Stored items
========

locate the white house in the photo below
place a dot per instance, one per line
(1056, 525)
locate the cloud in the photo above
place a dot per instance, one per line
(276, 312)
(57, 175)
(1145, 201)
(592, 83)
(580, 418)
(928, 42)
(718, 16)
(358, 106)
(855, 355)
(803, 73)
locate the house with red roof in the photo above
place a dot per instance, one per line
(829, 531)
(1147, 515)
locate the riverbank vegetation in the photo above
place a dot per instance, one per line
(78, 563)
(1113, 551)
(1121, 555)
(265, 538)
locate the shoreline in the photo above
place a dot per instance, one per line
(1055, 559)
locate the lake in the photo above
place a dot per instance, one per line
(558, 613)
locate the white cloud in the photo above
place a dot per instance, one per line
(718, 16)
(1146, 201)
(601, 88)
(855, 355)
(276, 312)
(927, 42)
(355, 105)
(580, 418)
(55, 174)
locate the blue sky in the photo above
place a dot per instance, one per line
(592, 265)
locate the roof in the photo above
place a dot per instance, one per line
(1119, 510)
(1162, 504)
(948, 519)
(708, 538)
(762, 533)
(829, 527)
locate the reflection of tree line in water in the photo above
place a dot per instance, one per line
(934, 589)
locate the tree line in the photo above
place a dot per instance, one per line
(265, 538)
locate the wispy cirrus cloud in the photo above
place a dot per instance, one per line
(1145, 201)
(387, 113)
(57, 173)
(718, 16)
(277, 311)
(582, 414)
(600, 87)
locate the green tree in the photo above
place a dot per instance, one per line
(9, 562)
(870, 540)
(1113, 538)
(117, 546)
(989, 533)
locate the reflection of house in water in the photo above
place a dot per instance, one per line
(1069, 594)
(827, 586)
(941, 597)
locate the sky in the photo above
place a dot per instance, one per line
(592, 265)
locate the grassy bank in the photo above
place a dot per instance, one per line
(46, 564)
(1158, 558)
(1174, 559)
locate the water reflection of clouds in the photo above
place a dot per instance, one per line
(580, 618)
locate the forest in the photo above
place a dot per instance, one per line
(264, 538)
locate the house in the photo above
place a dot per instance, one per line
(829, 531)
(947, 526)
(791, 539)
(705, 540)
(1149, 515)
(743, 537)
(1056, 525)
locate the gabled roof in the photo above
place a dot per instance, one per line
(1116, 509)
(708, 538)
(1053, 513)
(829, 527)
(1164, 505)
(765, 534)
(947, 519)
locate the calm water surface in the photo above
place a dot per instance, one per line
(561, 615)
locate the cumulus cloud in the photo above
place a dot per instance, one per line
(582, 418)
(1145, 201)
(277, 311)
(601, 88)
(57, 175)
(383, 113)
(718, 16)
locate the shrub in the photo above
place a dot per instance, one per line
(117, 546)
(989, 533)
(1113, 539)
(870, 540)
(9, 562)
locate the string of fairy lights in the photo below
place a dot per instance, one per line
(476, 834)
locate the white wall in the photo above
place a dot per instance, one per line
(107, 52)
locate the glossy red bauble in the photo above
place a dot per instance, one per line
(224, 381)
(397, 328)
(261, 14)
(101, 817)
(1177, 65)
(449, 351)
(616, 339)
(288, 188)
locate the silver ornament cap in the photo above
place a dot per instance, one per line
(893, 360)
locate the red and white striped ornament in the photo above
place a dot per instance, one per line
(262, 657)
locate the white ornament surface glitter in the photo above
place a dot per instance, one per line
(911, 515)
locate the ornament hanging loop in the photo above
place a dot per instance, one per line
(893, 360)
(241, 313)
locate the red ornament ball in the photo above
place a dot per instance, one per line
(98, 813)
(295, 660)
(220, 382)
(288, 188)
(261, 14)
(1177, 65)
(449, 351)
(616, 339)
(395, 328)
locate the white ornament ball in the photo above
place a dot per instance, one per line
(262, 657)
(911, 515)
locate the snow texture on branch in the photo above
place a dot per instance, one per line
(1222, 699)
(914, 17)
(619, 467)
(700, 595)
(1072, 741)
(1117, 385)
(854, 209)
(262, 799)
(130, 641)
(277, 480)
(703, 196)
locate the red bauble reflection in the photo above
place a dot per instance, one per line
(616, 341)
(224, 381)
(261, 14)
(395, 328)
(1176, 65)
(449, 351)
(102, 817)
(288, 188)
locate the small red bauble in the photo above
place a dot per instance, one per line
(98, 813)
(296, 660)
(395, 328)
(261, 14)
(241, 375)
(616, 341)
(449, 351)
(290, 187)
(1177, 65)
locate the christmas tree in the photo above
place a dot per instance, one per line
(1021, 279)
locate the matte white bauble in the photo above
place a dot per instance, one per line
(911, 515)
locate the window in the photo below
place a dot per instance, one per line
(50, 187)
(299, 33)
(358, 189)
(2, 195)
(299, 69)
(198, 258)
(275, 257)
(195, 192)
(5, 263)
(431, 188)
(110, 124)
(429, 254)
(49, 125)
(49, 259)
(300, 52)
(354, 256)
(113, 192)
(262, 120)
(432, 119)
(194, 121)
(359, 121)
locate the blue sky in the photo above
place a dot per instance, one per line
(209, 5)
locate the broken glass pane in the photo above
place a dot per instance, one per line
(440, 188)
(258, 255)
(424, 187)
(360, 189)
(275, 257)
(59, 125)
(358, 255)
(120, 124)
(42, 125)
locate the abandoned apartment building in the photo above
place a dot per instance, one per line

========

■ Do this ■
Reproduce all of the records above line for line, in the same order and with the same wording.

■ Correct output ■
locate the white house in the photo below
place a dot per instance, one per line
(1056, 525)
locate the cloud in the photo above
place a dot per instance, one per line
(276, 312)
(57, 175)
(1145, 201)
(592, 83)
(580, 418)
(928, 42)
(718, 16)
(358, 106)
(855, 355)
(803, 73)
locate the house with red roof in the photo above
place a dot per instance, one per line
(829, 531)
(1147, 515)
locate the riverbank vegetation in the photo above
place a dot per instance, one per line
(78, 563)
(1113, 551)
(1121, 555)
(265, 538)
locate the shoreline in the photo above
place a dot per instance, one per line
(1055, 559)
locate the lake in the photo above
place a dot per instance, one per line
(558, 613)
locate the white cloud in the photo above
place a dot per instance, one per line
(718, 16)
(1146, 201)
(601, 88)
(855, 355)
(276, 312)
(927, 42)
(355, 105)
(580, 418)
(55, 174)
locate the blue sky in the photo above
place a dot per instance, one per line
(592, 265)
locate the roof in the photo above
place a dot per instance, one per line
(1119, 510)
(1162, 504)
(948, 519)
(708, 538)
(762, 533)
(829, 527)
locate the reflection of tree line in water in the photo above
place a dot per instance, one per line
(934, 589)
locate the tree line in the photo above
place a dot per instance, one per line
(265, 538)
locate the wispy cirrus cloud in the photo above
place a dot per instance, one per line
(1145, 201)
(387, 113)
(57, 173)
(718, 16)
(277, 311)
(582, 414)
(600, 87)
locate the green tree in the photo above
place a dot per instance, one per line
(9, 562)
(870, 540)
(1113, 538)
(117, 546)
(989, 533)
locate the reflection of house in water in the photo above
place a dot per instance, one per line
(1069, 594)
(827, 586)
(941, 597)
locate the sky in the photo above
place a dot per instance, one per line
(592, 265)
locate the grassy bank in the photo above
place a dot per instance, one per line
(46, 564)
(1158, 558)
(1174, 559)
locate the water reflection of clouds in the photo above
place a dot per instance, one per line
(580, 618)
locate the forest in the photo above
place a dot per instance, one per line
(264, 538)
locate the house in the photo above
place a dot per instance, one per line
(829, 531)
(947, 526)
(791, 539)
(705, 540)
(1149, 515)
(743, 537)
(1056, 525)
locate the gabled roof in the photo above
place a dot per instance, one per line
(1116, 509)
(708, 538)
(1053, 513)
(829, 527)
(1164, 505)
(765, 534)
(947, 519)
locate the calm water surface in the photo above
place a dot per instance, one per line
(561, 615)
locate the cumulus cloud in the photo above
place a dot per instance, one per line
(582, 418)
(1145, 201)
(277, 311)
(601, 88)
(57, 175)
(383, 113)
(718, 16)
locate the shrub in the photo above
place a dot per instance, one per line
(117, 546)
(989, 533)
(1113, 539)
(870, 540)
(9, 562)
locate the string of fairy lights in the photo below
place a dot per instance, one per line
(476, 834)
locate the white wall in the photo above
place a dot per instance, one per line
(107, 52)
locate the glossy red bauble in the photo above
place a dot per instance, one per line
(224, 381)
(397, 328)
(261, 14)
(101, 817)
(1177, 65)
(449, 351)
(616, 339)
(288, 188)
locate the silver ornament cap in the photo above
place a dot per instance, one per line
(893, 360)
locate the red and white striped ornament in the photo above
place a dot per instance, one per line
(262, 657)
locate the white ornament surface glitter in the photo above
place a dot per instance, one per line
(911, 515)
locate the ornament hanging loop in the photo above
place a dot per instance, one per line
(893, 360)
(241, 313)
locate the red ornament ball in the photo above
place a dot per instance, one per line
(98, 813)
(295, 660)
(220, 382)
(288, 188)
(261, 14)
(1177, 65)
(449, 351)
(616, 339)
(395, 328)
locate the white ornament ball in the photo above
place a dot per instance, one per line
(262, 657)
(911, 515)
locate the snow texture on branch in the photo above
place a dot per instance, one per line
(1222, 699)
(914, 17)
(619, 467)
(700, 595)
(1072, 741)
(1117, 385)
(854, 209)
(262, 799)
(130, 641)
(277, 480)
(703, 196)
locate the red bauble reflection in the photo above
place a dot per instance, one per line
(616, 341)
(224, 381)
(261, 14)
(395, 328)
(1176, 65)
(449, 351)
(102, 817)
(288, 188)
locate the small red bauble in the photo above
place a dot per instance, one per line
(98, 813)
(296, 660)
(395, 328)
(261, 14)
(241, 375)
(616, 341)
(449, 351)
(290, 187)
(1177, 65)
locate the christmas tree in the photo above
place a dot per instance, one per line
(1021, 279)
locate the matte white bauble in the photo above
place a dot per instance, one per line
(911, 515)
locate the window in the photo below
place a dot per instance, one per line
(50, 187)
(299, 33)
(358, 189)
(2, 195)
(299, 69)
(198, 258)
(275, 257)
(195, 192)
(5, 263)
(431, 188)
(110, 124)
(429, 254)
(49, 125)
(49, 259)
(300, 52)
(354, 256)
(113, 192)
(262, 120)
(432, 119)
(194, 121)
(359, 121)
locate the blue sky in the photo above
place a dot per instance, one per line
(209, 5)
locate the broken glass pane in the photo above
place a dot per instance, one per line
(440, 188)
(258, 255)
(424, 187)
(360, 189)
(275, 257)
(59, 125)
(358, 255)
(120, 124)
(42, 125)
locate the abandoned apartment building in the photo above
place a dot per instance, one per line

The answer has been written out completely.